== El ejercicio ==
Indique si cada afirmación concuerda con el texto sobre la figura del pastor en la Biblia, respondiendo sí o no y citando literalmente las palabras del texto que lo deciden. (a) El sustantivo griego poimen aparece seis veces en el evangelio de Juan. (b) En los días de Jesús los pastores gozaban de gran prestigio. (c) La carta a los Hebreos presenta a Cristo como el gran Pastor de las ovejas.

:: Pasaje seleccionado ::

El Pastor y los pastores
La figura del pastor aparece muy frecuentemente en las páginas de la Biblia. Unas veces referida a Dios, otras a Cristo, y no pocas a los líderes humanos del pueblo de Dios. En todos los casos la metáfora está cargada de sugerencias tan instructivas como edificantes. Sobresale la idea del pastor que guía y protege a su rebaño.
Dios, el Pastor de su pueblo
En el Antiguo Testamento Yahvéh es el Pastor de Israel (Gn. 49:24). Tan arraigada estaba esa idea entre los israelitas y tan inspiradora era que aparece con gran frecuencia en los Salmos (Sal. 23:1-4; Sal. 28:9; Sal. 74:1, entre otros). Impresiona la oración de Asaf: «Oh Pastor de Israel, escucha. Tú que pastoreas a José (el pueblo de Israel) como a un rebaño... despierta tu poder.» (Sal. 80:1-2). Ver a Yahvéh como el Pastor celestial inspiraba los más bellos cánticos de alabanza, que el pueblo cantaba en el templo con reverencia, gozo y fervor (Sal. 95:6-7; Sal. 100:3). También los profetas reconocieron en Dios al gran Pastor de Israel (Is. 40:11; Jer. 13:17; Ez. 34:31; Mi. 7:14).
La historia bíblica viene a confirmar la realidad expresada por la figura del pastor aplicada a Dios. En las más variadas circunstancias, Dios protegió y salvó a su pueblo escogido; lo guió; proveyó lo necesario para suplir sus necesidades; lo instruyó con sus santas leyes; lo corrigió cuando fue necesario, siempre amparándolo de sus enemigos, controlando y dirigiendo todos los acontecimientos para que finalmente se cumpliesen los gloriosos propósitos que Dios tenía para él. Bien podía Israel cantar: «Yahvéh es mi pastor; nada me falta» (Sal. 23:1).
Jesucristo, el gran Pastor de la comunidad cristiana
La referencia a Yahvéh como Pastor en el Antiguo Testamento tiene un paralelo admirable en el Nuevo Testamento referido a la persona y la obra de Cristo. El sustantivo griego poimen (pastor) aparece nueve veces en los evangelios sinópticos, seis en el evangelio de Juan. Con formas diversas derivadas de poimen hallamos el término en varias epístolas y en el Apocalipsis, hecho que llama la atención si se tiene en cuenta que en los días de Jesús los pastores tenían connotaciones más bien negativas, poco honorables. Pese a ello, Jesús mismo se apropia la metáfora para expresar gráficamente el carácter de su ministerio. Sin titubeos declara: «Yo soy el buen Pastor» (Jn. 10:11), como si tuviera en mente a los dirigentes políticos y religiosos que, como malos pastores, tan gravemente habían perjudicado al pueblo judío. En contraste con estos malos pastores, Jesús se presenta como un pastor benéfico, como «el bueno». A diferencia de muchos pastores de aquel tiempo, que esquilmaban el rebaño, «el Buen Pastor da su vida por las ovejas» (Jn. 10:11). Cristo era el Pastor mesiánico que en virtud de su muerte expiatoria daba principio a la era de salvación preanunciada por los antiguos profetas. Por tal razón, él mismo ilustra esta verdad con la bellísima parábola de la oveja perdida (Mt. 18:11-14). Recogiendo las enseñanzas del Antiguo Testamento y recordando lo dicho por Jesús, el autor de la carta a los Hebreos lo presenta como «el gran Pastor de las ovejas en virtud de la sangre del pacto eterno» (Heb. 13:20). Y lo que acerca de ese Pastor leemos en diferentes textos bíblicos no podía ser más inspirador. El buen Pastor «conoce a sus ovejas» (Jn. 10:14), a cada una de ellas, incluidas las más débiles o defectuosas. En él el conocimiento es amor, solicitud, asistencia restauradora, dirección; llama a sus ovejas -cada una por su nombre-, las saca del aprisco, va delante de ellas a lugares de escogidos pastos (Jn. 10:3-5). Y si aparecen ladrones o fieras depredadoras, el Pastor es su defensor. ¿Puede el cristiano imaginar una garantía mayor de su salvación?

:::
:: Datos proporcionados ::

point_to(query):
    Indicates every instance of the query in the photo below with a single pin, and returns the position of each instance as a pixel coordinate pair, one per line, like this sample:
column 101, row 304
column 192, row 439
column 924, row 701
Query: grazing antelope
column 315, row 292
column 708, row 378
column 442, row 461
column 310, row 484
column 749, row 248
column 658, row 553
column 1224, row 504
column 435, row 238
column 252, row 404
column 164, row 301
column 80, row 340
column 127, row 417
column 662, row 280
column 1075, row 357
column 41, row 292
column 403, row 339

:::

== Respuesta completa ==
(a) Sí: «El sustantivo griego poimen (pastor) aparece nueve veces en los evangelios sinópticos, seis en el evangelio de Juan».
(b) No: «en los días de Jesús los pastores tenían connotaciones más bien negativas, poco honorables».
(c) Sí: «el gran Pastor de las ovejas en virtud de la sangre del pacto eterno».